━━━ VORLIEGENDER TEXT
Die Revision der Geschichte gehört dazu
Jede Generation und jedes neue Weltbild lesen und verstehen Geschichte neu. Das mag keine anthropologische Kons­tante sein, aber es gehört zum Normalfall von „Kultur“, dass kommende Generationen zumeist „revisionistisch“ sind. Heute aber – wie in Zeiten des mittelalterlichen Stillstands – herrscht im akademischen Betrieb und in den Medien oft eine Orthodoxie, die die Re-Vision – laut Duden.de die „prüfen­de Wiederdurchsicht“ – von Geschichte zum intellektuellen Verbrechen erklärt hat.

Wenn das eine nicht stark genug ist, um das andere abzulösen, kann es zu heftigen Debatten kommen. In Deutschland gab es in den 1980er ­Jahren – kurz nach dem 40. Jahrestag des Kriegsendes – den Historikerstreit. „Der Histo­rikerstreit von 1986/87 war eine zeitge­schichtliche Debatte um die Singulari­tät des Holocaust und die Frage, ­welche Rolle dieser für ein identitätsstiftendes Geschichtsbild der Bundesrepublik Deutschland spielen soll. Auslöser war Ernst Noltes als Frage formulierte Darstellung des Holocaust als Reaktion der Nationalsozialisten auf frühere Ausrottungsmaßnahmen und Gulags in der Sowjetunion. (…) Daraus entwickelte sich eine (…) Debatte, an der ­zahlreiche deutsche Historiker, Journalisten und andere interessierte Autoren teilnahmen“, findet sich hierzu auf Wikipedia. Diese Beschreibung deckt sich mit meiner Erinnerung der Debatte.

Auch wenn wir als junge Menschen sie ­damals eindeutig auf Seiten der Gegner Noltes verfolgten, unterscheidet sie sich eindeutig von europäischen ­Islam-Debatten unserer Tage. Die Differenz zwischen dem deutschen Monumental-Streit und heute ist, dass er im Kern – mit Ausnahme der Klärung einer deutschen „Identität“ – nicht mit utilitaristischen Zielen geführt wurde.

Nutzung von Geschichte
Was man weltweit bereits vor dem 11. September 2001 und der folgenden Strategie – mit dem ungenauen Begriff eines „War on Terror“ etikettiert – erle­ben durfte, war die vorwärtsgewandte Um-Deutung von Geschichte zur Nutzung für aktuelle oder künftige Ziele.

Diese Tendenz betrifft beileibe nicht nur Islam-Debatten. So ging Götz Aly 2005 („Wie die Nazis ihr Volk ­kauften“, „DIE ZEIT“, Nr. 15) in deutschen Publikationen wie „ZEIT“, taz oder das online-Portal „Perlentaucher“ damit hausieren, dass der bundesrepublikanische Sozialstaat bis zur Agenda 2010 ein Fortsetzung der Nazi-Sozialpolitik ge­wesen sei.
━━━━━━
## GESTELLTE AUFGABE 1:
Schreiben Sie aus dem Text über die Revision der Geschichte den Abschnitt von „Auch wenn wir“ bis „oder künftige Ziele.“ wortgetreu ab.
## GESTELLTE AUFGABE 2:
Wessen Darstellung des Holocaust löste laut dem Text über die Revision der Geschichte den Historikerstreit aus?
━━━ VORLIEGENDE ZEILEN
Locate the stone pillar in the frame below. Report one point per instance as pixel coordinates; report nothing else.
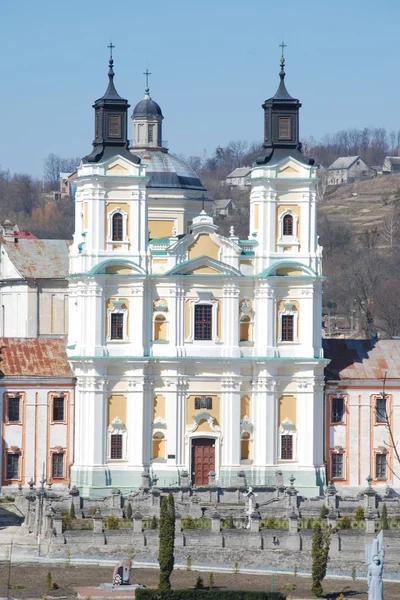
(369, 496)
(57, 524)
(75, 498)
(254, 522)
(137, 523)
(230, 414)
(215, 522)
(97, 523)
━━━━━━
━━━ VORLIEGENDE ZEILEN
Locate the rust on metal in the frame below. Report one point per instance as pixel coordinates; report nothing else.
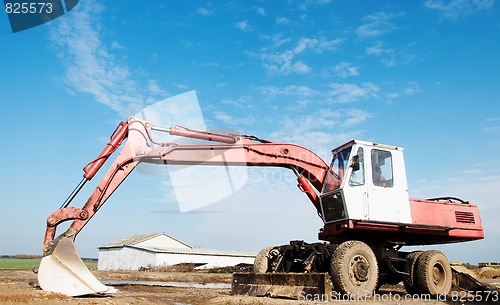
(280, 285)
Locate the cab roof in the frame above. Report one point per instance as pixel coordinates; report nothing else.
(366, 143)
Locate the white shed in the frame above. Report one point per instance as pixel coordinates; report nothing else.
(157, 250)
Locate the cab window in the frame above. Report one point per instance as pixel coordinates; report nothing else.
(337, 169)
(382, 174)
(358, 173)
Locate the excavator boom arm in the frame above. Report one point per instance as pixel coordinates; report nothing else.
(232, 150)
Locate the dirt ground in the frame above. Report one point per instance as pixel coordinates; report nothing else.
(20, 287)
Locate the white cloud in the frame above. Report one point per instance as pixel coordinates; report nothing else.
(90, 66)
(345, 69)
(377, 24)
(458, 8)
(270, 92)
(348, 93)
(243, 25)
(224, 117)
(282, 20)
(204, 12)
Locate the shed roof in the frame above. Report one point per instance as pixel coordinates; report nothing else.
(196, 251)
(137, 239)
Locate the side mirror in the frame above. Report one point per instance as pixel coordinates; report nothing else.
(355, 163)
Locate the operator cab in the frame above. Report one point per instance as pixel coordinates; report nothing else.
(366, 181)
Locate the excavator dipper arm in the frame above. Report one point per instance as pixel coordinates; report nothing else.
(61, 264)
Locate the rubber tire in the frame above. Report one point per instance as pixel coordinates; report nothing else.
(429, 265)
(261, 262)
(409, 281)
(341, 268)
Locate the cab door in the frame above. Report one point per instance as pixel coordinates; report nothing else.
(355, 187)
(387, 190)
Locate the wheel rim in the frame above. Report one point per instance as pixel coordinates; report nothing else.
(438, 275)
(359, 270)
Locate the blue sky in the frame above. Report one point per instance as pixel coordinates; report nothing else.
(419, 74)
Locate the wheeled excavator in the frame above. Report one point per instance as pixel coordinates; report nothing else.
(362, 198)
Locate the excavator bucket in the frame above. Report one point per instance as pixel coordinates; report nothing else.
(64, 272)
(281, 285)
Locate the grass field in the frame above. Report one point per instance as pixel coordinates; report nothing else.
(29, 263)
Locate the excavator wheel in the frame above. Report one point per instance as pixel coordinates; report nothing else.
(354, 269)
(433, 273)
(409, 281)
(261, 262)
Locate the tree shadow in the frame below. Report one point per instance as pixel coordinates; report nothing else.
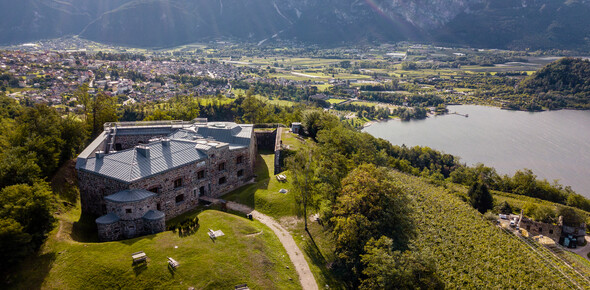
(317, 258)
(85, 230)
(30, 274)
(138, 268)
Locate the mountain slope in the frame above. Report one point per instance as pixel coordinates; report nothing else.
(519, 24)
━━━━━━
## ENDERGEBNIS 1:
Auch wenn wir als junge Menschen sie ­damals eindeutig auf Seiten der Gegner Noltes verfolgten, unterscheidet sie sich eindeutig von europäischen ­Islam-Debatten unserer Tage. Die Differenz zwischen dem deutschen Monumental-Streit und heute ist, dass er im Kern – mit Ausnahme der Klärung einer deutschen „Identität“ – nicht mit utilitaristischen Zielen geführt wurde.

Nutzung von Geschichte
Was man weltweit bereits vor dem 11. September 2001 und der folgenden Strategie – mit dem ungenauen Begriff eines „War on Terror“ etikettiert – erle­ben durfte, war die vorwärtsgewandte Um-Deutung von Geschichte zur Nutzung für aktuelle oder künftige Ziele.

## ENDERGEBNIS 2:
Die Darstellung von Ernst Nolte